• [Вопросы по материалу]:
[1] В каком году Шеховцову присвоили звание «Почетный гражданин города Курска», согласно тексту о Шеховцове?
[2] Перескажите короче абзац из текста о Шеховцове, начинающийся словами «Он шел к себе в цех», сохранив его основные факты.
[3] Продолжите текст о Шеховцове с того места, где он заканчивается.

• [Фрагмент текста]:
╭──
Шеховцов Серафим Григорьевич

Шеховцов Серафим Григорьевич

 Шеховцов Серафим Григорьевич (1928) — рабочий Курского производственного объединения «Электроагрегат».

Герой Социалистического труда (1981 г.), член президиума Совета ветеранов войны, труда, Вооруженных сил и правоохранительных органов Железнодорожного округа.

В 2006 году присвоено звание «Почетный гражданин города Курска» за большой вклад в развитие города Курска, заслуги в области просвещения, духовно-нравственного и трудового воспитания.

___________________________________

 

…Вдруг он жестом прервал меня и, глядя чистейшей голубизны глазами за окно, на мокрые осенние перелески, чуть охрипшим от волнения голосом сказал:

— А чего-то мы все утро про станки да про работу? Давай-ка расскажу я тебе про любовь…

В тот день будто что-то толкнуло его в сердце. Он проснулся мгновенно, встал сразу и, стараясь никого не разбудить, наскоро позавтракал на кухне. Завтракал он по привычке стоя: экономил время, хотя начало смены было еще нескоро.

Он шел к себе в цех знакомой дорогой по заводу, и, чем ближе подходил, поднималось где-то внутри привычное чувство ожидания работы. Это чувство он ценил в себе и старался всегда сберечь. Может, потому еще и приходил раньше других, и не встревал в разные никчемные утренние разговоры, а сразу становился к станку.

Привычным движением запустив станок и ловко орудуя рукоятками суппорта, он то отводил, то подводил резец к детали. Острое лезвие резца вгрызается в заготовку, слой за слоем слетает стружка, пахнет горячим металлом и машинным маслом.

Быстро растет горка готовых деталей рядом со станком. И Шеховцов уже никого и ничего не видит вокруг себя, в такие минуты к нему никто не подойдет: он в работе.

А вот сегодня, наверное, недаром что-то толкнуло в сердце. Сегодня в самый разгар работы ринулись к нему хлопцы, загалдели наперебой:

— Ты что же, Григорич, за станком? Радио не слушаешь?

— Какое радио?

— Так Героя же тебе дали!

— Качать его!

Они жали ему руки и дружески хлопали по плечам, пытались даже качать, а он друг сказал:

— Да подождите вы, черти, дайте хоть станок выключу.
╰──
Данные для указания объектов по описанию
╭──
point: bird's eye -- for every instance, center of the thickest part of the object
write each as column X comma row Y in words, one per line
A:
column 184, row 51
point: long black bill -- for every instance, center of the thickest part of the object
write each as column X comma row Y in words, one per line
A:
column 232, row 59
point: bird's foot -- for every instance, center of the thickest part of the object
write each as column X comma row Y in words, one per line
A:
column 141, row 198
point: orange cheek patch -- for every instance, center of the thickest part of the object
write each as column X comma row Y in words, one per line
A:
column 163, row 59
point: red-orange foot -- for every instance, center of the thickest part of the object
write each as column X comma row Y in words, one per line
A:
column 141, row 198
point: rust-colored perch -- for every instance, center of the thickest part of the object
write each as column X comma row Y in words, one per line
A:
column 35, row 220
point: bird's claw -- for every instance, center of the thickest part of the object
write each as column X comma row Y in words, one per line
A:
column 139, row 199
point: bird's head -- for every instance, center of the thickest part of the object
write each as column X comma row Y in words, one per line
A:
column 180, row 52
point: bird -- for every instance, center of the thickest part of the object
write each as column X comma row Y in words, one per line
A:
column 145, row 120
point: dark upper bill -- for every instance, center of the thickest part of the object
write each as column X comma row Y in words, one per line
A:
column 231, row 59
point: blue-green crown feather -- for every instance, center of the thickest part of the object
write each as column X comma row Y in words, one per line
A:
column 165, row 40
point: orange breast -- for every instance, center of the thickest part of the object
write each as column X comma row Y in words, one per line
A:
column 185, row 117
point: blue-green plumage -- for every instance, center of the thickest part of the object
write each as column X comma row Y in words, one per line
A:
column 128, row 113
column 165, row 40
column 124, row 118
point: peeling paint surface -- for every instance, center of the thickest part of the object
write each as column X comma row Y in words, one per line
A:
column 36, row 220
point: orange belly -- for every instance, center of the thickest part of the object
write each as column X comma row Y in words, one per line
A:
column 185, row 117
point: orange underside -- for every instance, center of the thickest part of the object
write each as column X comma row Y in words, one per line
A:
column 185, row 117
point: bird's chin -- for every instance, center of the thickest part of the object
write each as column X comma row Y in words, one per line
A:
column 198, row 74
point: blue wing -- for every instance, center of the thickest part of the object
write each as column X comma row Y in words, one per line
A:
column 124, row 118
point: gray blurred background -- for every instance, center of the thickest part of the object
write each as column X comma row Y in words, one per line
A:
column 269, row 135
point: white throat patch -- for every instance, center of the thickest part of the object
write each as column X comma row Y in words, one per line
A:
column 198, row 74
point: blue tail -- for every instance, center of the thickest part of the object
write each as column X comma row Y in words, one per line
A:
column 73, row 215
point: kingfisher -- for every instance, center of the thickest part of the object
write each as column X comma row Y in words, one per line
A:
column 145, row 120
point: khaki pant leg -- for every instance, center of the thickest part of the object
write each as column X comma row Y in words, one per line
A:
╰──
• [Ответы к заданиям]:
[1] В 2006 году.

[2] Шеховцов шел в цех привычной дорогой, и по мере приближения в нем росло знакомое чувство ожидания работы. Он ценил и берег это чувство. Возможно, поэтому он приходил раньше других, не участвовал в пустых утренних разговорах и сразу становился к станку.

[3]
Из-под резца крутилась бесконечно длинная, как вся его предыдущая жизнь, сверкающая стружка металла. И вместе с радостью вдруг набежала на глаза печалинка…

Еще раз он испытал это чувство великой радости вперемежку с печалью, когда позже торжественно, на виду у народа вручали ему Золотую Звезду Героя. Уже сидя на месте, он незаметно потрогал Звезду рукой и, почувствовав твердой ладонью ее весомую тяжесть, подумал: «Если бы видела Зина…». Серафим Шеховцов уходил в армию с тяжелым сердцем: дома оставалась жена с двумя малолетними детьми. Как она убивалась, когда его провожали на станцию.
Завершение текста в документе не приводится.